▶ Document
#####
Angélique Kidjo est une chanteuse béninoise, une star internationale aujourd’hui établie aux Etats Unis. Auteur et compositeur, elle est lauréate de plusieurs Grammy Awards. Femme de coeur et d’engagement, fidèle à son Afrique natale, elle a associé son nom à la Fondation Batonga qui donne aux filles une éducation secondaire et supérieure afin qu’elles puissent prendre les devants et changer l’Afrique.


Entretien avec UFFP
Parlez nous de Batonga ? C’est une Association qui a vu le jour il y a quatre ans. Je suis Ambassadrice de l’Unicef et la raison de mon engagement est très simple: je voulais combattre la précarité des études secondaires chez les filles. C’est ma façon à moi de mettre un petit pied dans l’édifice des objectifs du millénaire d’ici 2015. Depuis mon engagement par rapport à cette cause je n’ai cessé de sillonner le Monde en demandant aux parents de mettre leur fille à l’école.

Cela a été efficace selon vous? Et bien tout ce que je peux dire c’est qu’en Afrique de l’Ouest où je parle certains des dialectes, on a commencé à mettre un nom à mon visage et on a commencé à réfléchir. Il y a trois ans de cela, je suis retournée dans certains des pays où j’ai fait campagne et certaines mères sont venues à moi pour me dire qu’elles comprenaient l’importance du problème, qu’elles avaient envie que leurs filles aient un meilleur avenir qu’elles.
En Afrique dès qu’on a les premières règles on cherche à marier les filles ; elles m’ont demandé aidez nous à faire en sorte qu’elles aient un autre destin » pour les sauver du mariage précoce. J’ai grandi en Afrique dans une famille pauvre, je ne sais que trop la chance de pouvoir s’en sortir malgré un destin qui est contre soi.

La nomination de feu la Kenyane Wangari Maathai cela vous a motivé? Oui, je me suis intéressée à sa vie quand elle était jeune fille. J’ai compris que parce qu’elle avait été boursière, qu’elle avait bénéficié d’une bonne éducation quand elle était jeune, elle avait tout simplement voulu rendre cela à la société. Cela m’a vraiment encouragée, j’ai compris alors le poids de ce message. Je connaissais quelqu’un aux Nations Unies et je me sentais prête à m’engager mais je ne voulais pas faire n’importe quoi.
#####
▶ Données
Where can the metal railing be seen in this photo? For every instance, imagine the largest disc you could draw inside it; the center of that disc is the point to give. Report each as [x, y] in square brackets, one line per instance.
#####
▶ Exercices
A. Résumez en deux phrases l'entretien avec Angélique Kidjo.
B. Selon l'entretien avec Angélique Kidjo, depuis combien de temps l'association Batonga existe-t-elle ?

▶ Corrigé
A. Angélique Kidjo, chanteuse béninoise établie aux États-Unis et lauréate de plusieurs Grammy Awards, a associé son nom à la Fondation Batonga, qui donne aux filles une éducation secondaire et supérieure. Ambassadrice de l'Unicef, elle sillonne le monde pour demander aux parents de mettre leur fille à l'école, et certaines mères d'Afrique de l'Ouest lui ont dit souhaiter un meilleur avenir pour leurs filles.

B. Elle a vu le jour il y a quatre ans.